# [Perintah Tugas A]
Ubah skala pada entri mulai dari baris yang memuat "Where in this drawing can the stone" sampai dengan baris terakhir entri. Tulis kembali semua baris itu beserta permintaannya, lalu kalikan setiap angka koordinat pada jawaban dengan 1,4 dan bulatkan ke bilangan bulat, dengan nilai setengah dibulatkan ke atas.

B.     Tanggung Jawab
Selanjutnya kebebasan sebagaimana disebutkan di atas itu ditantang jika berhadapan dengan kewajiban moral. Sikap moral yang dewasa adalah sikap bertanggung jawab. Tak mungkin ada tanggung jawab tanpa ada tanggung jawab. Disinilah letak hubungan kebebasan dan tanggung jawab.[7]
Dalam kerangka tanggung jawab ini, kebebasan mengandung arti: (1) Kemampuan untuk menentukan dirinya sendiri, (2)  Kemampuan untuk bertanggung jawab, (3) Kedewasaan manusia, dan (4)  Keseluruhan kondisi yang memungkinkan melakukan tujuan hidupnya.[8]
Tanggung jawab dapat terbagi menjadi beberapa ruang lingkup, diantaranya :
a.       Tanggung Jawab Agama.

# [Entri untuk pelabelan kotak pembatas]
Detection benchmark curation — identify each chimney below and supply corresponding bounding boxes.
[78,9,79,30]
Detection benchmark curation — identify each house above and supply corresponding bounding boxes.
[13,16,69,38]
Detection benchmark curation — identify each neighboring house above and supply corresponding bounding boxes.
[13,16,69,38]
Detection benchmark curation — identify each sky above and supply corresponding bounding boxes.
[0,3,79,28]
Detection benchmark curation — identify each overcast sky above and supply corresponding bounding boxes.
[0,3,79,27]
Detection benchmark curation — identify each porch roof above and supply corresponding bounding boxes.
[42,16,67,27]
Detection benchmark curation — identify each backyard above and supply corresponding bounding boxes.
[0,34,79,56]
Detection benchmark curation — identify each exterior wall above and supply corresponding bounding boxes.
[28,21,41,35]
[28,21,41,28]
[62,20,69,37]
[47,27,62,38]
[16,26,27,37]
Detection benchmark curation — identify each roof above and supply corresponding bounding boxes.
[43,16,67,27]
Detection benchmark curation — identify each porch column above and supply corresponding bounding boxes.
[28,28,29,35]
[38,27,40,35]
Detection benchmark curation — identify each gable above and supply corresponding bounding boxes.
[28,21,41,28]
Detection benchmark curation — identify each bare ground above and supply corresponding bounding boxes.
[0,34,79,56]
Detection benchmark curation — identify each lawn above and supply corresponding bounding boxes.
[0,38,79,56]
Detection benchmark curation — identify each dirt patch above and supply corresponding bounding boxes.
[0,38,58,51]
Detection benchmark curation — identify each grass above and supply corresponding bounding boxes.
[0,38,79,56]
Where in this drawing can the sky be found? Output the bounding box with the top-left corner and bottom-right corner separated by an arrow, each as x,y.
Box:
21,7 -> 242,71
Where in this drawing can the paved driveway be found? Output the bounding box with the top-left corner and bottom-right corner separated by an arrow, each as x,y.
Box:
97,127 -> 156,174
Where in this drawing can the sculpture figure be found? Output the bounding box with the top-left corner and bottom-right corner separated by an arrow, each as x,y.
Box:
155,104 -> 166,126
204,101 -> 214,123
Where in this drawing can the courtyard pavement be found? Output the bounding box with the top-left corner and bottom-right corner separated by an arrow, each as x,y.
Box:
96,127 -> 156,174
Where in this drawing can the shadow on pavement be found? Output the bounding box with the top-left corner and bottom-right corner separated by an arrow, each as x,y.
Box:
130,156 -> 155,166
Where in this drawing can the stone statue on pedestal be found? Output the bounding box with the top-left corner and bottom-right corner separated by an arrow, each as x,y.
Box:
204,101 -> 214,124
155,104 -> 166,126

# [Perintah Tugas B]
Menurut petikan tentang tanggung jawab, sikap apa yang disebut sebagai sikap moral yang dewasa?

# [Jawaban Akhir A]
Where in this drawing can the stone statue on pedestal be found? Output the bounding box with the top-left corner and bottom-right corner separated by an arrow, each as x,y.
Box:
286,141 -> 300,174
217,146 -> 232,176

# [Jawaban Akhir B]
Sikap bertanggung jawab.